В каких строках ниже встречается слово «background»? Найдите их и перепишите каждую полностью.

---------------

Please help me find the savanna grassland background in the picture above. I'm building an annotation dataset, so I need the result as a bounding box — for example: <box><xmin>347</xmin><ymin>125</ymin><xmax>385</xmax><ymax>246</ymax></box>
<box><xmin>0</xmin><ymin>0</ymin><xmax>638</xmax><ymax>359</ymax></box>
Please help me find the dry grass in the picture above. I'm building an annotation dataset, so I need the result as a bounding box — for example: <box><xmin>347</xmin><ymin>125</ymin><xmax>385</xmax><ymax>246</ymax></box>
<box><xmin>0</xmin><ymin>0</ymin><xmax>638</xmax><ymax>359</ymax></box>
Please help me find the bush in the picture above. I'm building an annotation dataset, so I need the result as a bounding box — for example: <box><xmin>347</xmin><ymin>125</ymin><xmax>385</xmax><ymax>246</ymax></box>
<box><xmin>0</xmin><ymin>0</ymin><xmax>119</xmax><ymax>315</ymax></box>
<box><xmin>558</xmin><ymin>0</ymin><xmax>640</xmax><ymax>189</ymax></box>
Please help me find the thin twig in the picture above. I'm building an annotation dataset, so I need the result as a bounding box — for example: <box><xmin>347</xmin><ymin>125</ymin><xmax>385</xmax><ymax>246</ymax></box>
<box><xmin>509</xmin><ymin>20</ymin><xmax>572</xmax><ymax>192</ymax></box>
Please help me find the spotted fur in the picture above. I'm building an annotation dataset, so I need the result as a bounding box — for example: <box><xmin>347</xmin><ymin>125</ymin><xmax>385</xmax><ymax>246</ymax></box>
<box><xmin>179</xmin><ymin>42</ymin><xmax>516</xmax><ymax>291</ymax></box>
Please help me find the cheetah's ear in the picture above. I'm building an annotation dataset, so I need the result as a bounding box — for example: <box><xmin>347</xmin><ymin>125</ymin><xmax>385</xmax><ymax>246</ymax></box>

---------------

▶ Решённое упражнение
Please help me find the savanna grassland background in the picture above. I'm building an annotation dataset, so I need the result as a bounding box — for example: <box><xmin>347</xmin><ymin>125</ymin><xmax>385</xmax><ymax>246</ymax></box>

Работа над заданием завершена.